● **Required work**: Rewrite these records, swapping every "for example" for "sample" and leaving everything else untouched.

● **Dataset rows**:
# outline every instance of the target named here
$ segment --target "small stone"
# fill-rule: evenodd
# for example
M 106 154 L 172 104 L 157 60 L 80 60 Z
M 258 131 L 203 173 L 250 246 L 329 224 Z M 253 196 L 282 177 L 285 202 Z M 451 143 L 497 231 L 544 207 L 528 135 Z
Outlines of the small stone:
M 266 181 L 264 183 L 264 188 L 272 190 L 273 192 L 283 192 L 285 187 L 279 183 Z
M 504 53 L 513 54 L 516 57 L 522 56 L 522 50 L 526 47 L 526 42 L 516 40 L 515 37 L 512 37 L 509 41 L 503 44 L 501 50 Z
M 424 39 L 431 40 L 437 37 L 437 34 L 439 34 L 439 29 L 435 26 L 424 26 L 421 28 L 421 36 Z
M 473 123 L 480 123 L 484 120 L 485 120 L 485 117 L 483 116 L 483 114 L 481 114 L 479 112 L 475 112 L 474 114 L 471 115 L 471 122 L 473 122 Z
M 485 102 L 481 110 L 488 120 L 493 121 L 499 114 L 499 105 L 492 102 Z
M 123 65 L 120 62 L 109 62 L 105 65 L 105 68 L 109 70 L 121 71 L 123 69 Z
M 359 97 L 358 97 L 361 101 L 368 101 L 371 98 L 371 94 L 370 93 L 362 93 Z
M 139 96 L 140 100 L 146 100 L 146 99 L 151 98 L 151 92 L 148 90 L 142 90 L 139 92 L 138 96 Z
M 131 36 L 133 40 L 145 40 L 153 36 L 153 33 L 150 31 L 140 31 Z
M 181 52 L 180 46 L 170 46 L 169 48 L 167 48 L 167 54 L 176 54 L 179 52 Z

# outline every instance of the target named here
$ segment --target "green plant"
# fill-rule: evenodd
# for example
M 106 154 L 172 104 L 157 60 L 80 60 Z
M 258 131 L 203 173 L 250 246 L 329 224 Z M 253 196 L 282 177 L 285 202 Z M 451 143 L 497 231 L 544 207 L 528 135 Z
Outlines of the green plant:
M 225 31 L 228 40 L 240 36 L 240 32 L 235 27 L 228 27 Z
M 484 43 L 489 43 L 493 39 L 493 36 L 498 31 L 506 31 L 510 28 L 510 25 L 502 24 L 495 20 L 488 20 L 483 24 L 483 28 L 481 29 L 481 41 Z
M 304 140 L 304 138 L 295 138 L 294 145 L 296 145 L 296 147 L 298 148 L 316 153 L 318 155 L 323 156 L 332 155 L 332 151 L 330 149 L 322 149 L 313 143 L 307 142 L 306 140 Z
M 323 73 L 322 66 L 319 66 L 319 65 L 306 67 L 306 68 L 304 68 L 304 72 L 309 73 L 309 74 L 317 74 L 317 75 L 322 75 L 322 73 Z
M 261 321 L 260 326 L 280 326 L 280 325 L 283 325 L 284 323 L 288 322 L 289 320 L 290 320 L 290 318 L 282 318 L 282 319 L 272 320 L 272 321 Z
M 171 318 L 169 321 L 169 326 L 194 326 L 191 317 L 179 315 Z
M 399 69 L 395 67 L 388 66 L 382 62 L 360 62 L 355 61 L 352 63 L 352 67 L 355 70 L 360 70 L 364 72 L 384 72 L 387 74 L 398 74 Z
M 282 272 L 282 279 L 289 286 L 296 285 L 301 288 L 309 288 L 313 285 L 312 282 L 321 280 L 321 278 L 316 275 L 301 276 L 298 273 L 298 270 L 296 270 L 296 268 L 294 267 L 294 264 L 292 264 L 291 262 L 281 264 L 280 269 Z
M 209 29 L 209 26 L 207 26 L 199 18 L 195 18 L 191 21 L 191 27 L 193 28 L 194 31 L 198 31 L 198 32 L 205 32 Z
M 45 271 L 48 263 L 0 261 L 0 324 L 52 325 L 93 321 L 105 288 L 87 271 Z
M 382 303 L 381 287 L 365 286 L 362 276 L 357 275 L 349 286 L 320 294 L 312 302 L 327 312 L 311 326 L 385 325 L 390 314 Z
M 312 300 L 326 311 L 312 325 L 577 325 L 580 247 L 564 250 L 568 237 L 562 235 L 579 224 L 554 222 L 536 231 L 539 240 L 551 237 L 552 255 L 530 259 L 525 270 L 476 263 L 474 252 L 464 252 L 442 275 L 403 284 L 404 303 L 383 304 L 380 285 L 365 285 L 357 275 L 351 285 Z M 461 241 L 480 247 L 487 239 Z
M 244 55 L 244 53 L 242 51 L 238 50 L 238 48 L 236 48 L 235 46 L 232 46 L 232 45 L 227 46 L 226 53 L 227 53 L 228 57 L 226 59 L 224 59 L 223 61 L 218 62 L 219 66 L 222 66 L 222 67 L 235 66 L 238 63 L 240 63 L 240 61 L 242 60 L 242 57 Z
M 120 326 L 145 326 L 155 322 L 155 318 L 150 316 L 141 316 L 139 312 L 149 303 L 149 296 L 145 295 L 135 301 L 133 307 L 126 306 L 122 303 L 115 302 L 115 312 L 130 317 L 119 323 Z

● **Finished task**:
# outline every instance of the target named here
$ segment --target "small stone"
# fill-rule: evenodd
# sample
M 106 154 L 172 104 L 157 60 L 80 60 Z
M 258 131 L 203 173 L 250 246 L 329 224 Z M 253 196 L 282 177 L 285 202 Z M 451 143 L 497 231 L 544 207 L 528 135 Z
Outlines of the small stone:
M 266 181 L 264 183 L 264 188 L 272 190 L 273 192 L 283 192 L 285 187 L 279 183 Z
M 504 53 L 513 54 L 516 57 L 522 56 L 522 50 L 526 47 L 526 42 L 516 40 L 515 37 L 512 37 L 509 41 L 503 44 L 501 50 Z
M 424 39 L 431 40 L 437 37 L 437 34 L 439 34 L 439 29 L 435 26 L 424 26 L 421 28 L 421 36 Z
M 473 123 L 480 123 L 484 120 L 485 120 L 485 117 L 483 116 L 483 114 L 481 114 L 479 112 L 475 112 L 474 114 L 471 115 L 471 122 L 473 122 Z
M 485 102 L 481 110 L 488 120 L 493 121 L 499 114 L 499 105 L 492 102 Z
M 123 65 L 120 62 L 109 62 L 105 65 L 105 68 L 109 70 L 121 71 L 123 69 Z
M 359 97 L 358 97 L 361 101 L 368 101 L 371 98 L 371 94 L 370 93 L 362 93 Z
M 139 96 L 140 100 L 146 100 L 146 99 L 151 98 L 151 92 L 148 90 L 142 90 L 139 92 L 138 96 Z
M 131 36 L 133 40 L 145 40 L 153 36 L 153 33 L 150 31 L 140 31 Z
M 181 52 L 180 46 L 170 46 L 169 48 L 167 48 L 167 54 L 176 54 L 179 52 Z

# outline every instance of the target named here
$ segment --target "green plant"
# fill-rule: evenodd
# sample
M 106 154 L 172 104 L 157 60 L 80 60 Z
M 258 131 L 203 173 L 250 246 L 329 224 Z M 253 196 L 282 177 L 285 202 Z M 451 143 L 497 231 L 544 207 L 528 135 Z
Outlines of the green plant:
M 225 31 L 228 40 L 240 36 L 240 32 L 235 27 L 228 27 Z
M 484 43 L 489 43 L 493 39 L 493 36 L 498 31 L 506 31 L 510 28 L 510 25 L 502 24 L 495 20 L 488 20 L 483 24 L 483 28 L 481 29 L 481 41 Z
M 304 140 L 304 138 L 295 138 L 294 145 L 296 145 L 296 147 L 298 148 L 316 153 L 318 155 L 323 156 L 332 155 L 332 151 L 330 149 L 322 149 L 313 143 L 307 142 L 306 140 Z
M 323 73 L 322 66 L 319 66 L 319 65 L 306 67 L 306 68 L 304 68 L 304 72 L 309 73 L 309 74 L 317 74 L 317 75 L 322 75 L 322 73 Z
M 261 321 L 260 326 L 280 326 L 280 325 L 283 325 L 284 323 L 288 322 L 289 320 L 290 320 L 290 318 L 282 318 L 282 319 L 272 320 L 272 321 Z
M 171 318 L 169 321 L 169 326 L 194 326 L 191 317 L 179 315 Z
M 399 69 L 395 67 L 388 66 L 382 62 L 360 62 L 355 61 L 352 63 L 352 67 L 355 70 L 360 70 L 364 72 L 384 72 L 387 74 L 398 74 Z
M 282 272 L 282 279 L 289 286 L 296 285 L 301 288 L 309 288 L 313 285 L 312 282 L 321 280 L 321 278 L 316 275 L 301 276 L 298 273 L 298 270 L 296 270 L 296 268 L 294 267 L 294 264 L 292 264 L 291 262 L 281 264 L 280 269 Z
M 209 29 L 209 26 L 207 26 L 199 18 L 195 18 L 191 21 L 191 27 L 193 28 L 194 31 L 198 31 L 198 32 L 205 32 Z
M 45 271 L 48 263 L 0 261 L 0 324 L 52 325 L 93 321 L 105 288 L 87 271 Z
M 382 303 L 381 287 L 365 286 L 362 276 L 357 275 L 349 286 L 320 294 L 312 302 L 327 312 L 311 326 L 385 325 L 390 314 Z
M 312 300 L 326 311 L 312 325 L 577 325 L 580 247 L 564 250 L 568 237 L 562 235 L 579 224 L 554 222 L 536 231 L 539 240 L 551 237 L 552 255 L 530 259 L 525 270 L 476 263 L 474 252 L 464 252 L 442 275 L 403 284 L 404 303 L 383 304 L 380 285 L 365 285 L 357 275 L 351 285 Z M 461 241 L 480 247 L 487 239 Z
M 244 55 L 244 53 L 242 51 L 238 50 L 238 48 L 236 48 L 235 46 L 232 46 L 232 45 L 227 46 L 226 53 L 227 53 L 228 57 L 226 59 L 224 59 L 223 61 L 218 62 L 219 66 L 222 66 L 222 67 L 235 66 L 238 63 L 240 63 L 240 61 L 242 60 L 242 57 Z
M 120 326 L 145 326 L 155 322 L 155 318 L 150 316 L 141 316 L 139 312 L 149 303 L 149 296 L 145 295 L 135 301 L 133 307 L 126 306 L 122 303 L 115 302 L 115 312 L 130 317 L 119 323 Z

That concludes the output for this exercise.